[Region labeling records]
○ ○ ○

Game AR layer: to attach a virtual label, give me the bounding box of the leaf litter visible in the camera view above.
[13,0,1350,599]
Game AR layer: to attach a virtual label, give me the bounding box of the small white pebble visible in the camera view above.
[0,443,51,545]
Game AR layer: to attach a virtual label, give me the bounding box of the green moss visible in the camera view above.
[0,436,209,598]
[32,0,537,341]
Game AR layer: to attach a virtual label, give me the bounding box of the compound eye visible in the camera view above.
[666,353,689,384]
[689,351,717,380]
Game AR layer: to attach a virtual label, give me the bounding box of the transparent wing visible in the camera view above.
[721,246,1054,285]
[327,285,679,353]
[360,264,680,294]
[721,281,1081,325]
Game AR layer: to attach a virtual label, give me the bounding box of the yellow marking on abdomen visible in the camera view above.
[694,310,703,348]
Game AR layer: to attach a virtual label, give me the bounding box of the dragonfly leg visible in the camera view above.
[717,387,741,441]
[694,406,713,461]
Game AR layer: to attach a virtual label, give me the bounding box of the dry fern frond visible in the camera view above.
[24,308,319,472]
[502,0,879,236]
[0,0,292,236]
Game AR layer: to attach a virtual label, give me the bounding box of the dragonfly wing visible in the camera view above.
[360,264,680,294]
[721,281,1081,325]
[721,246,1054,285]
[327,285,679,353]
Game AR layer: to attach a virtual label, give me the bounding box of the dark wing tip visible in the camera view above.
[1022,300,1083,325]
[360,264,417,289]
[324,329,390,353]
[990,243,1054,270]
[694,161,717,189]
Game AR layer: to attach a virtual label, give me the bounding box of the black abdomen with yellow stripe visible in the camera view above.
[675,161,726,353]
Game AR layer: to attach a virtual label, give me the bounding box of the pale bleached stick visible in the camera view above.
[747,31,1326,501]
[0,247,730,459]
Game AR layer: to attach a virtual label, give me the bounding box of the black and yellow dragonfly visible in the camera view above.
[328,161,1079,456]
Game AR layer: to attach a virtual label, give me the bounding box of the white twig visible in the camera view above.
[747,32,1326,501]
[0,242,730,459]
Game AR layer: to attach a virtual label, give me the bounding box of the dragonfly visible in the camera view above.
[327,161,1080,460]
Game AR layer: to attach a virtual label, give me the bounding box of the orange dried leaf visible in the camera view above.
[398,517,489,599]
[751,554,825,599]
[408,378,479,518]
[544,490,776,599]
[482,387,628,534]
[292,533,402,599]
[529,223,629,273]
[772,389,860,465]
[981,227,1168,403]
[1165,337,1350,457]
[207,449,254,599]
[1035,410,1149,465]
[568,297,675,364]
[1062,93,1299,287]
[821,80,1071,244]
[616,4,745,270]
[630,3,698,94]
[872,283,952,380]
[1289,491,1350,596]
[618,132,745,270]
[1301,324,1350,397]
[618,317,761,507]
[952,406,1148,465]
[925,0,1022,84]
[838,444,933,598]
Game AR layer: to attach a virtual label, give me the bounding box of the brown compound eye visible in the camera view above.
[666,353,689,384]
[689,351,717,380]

○ ○ ○

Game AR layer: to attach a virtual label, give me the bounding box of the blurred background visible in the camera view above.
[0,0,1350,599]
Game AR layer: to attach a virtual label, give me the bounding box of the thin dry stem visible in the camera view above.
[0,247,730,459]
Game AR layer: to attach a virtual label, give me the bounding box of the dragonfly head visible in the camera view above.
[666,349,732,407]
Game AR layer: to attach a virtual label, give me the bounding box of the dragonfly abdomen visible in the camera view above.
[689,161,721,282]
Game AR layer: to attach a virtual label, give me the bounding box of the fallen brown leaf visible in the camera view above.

○ ○ ○

PROBLEM DETAILS: Edit the lines starting at the one containing "litter visible in the camera view above." and ending at the one containing "[0,443,51,545]", putting "floating tag" wherever "virtual label" appears and leaving everything else unchanged.

TASK OUTPUT:
Game AR layer: to attach a floating tag, give me the bounding box of the leaf litter visible in the camera view above.
[13,0,1350,599]
Game AR layer: to attach a floating tag, give me the bounding box of the small white pebble visible in the camera view above.
[0,443,51,545]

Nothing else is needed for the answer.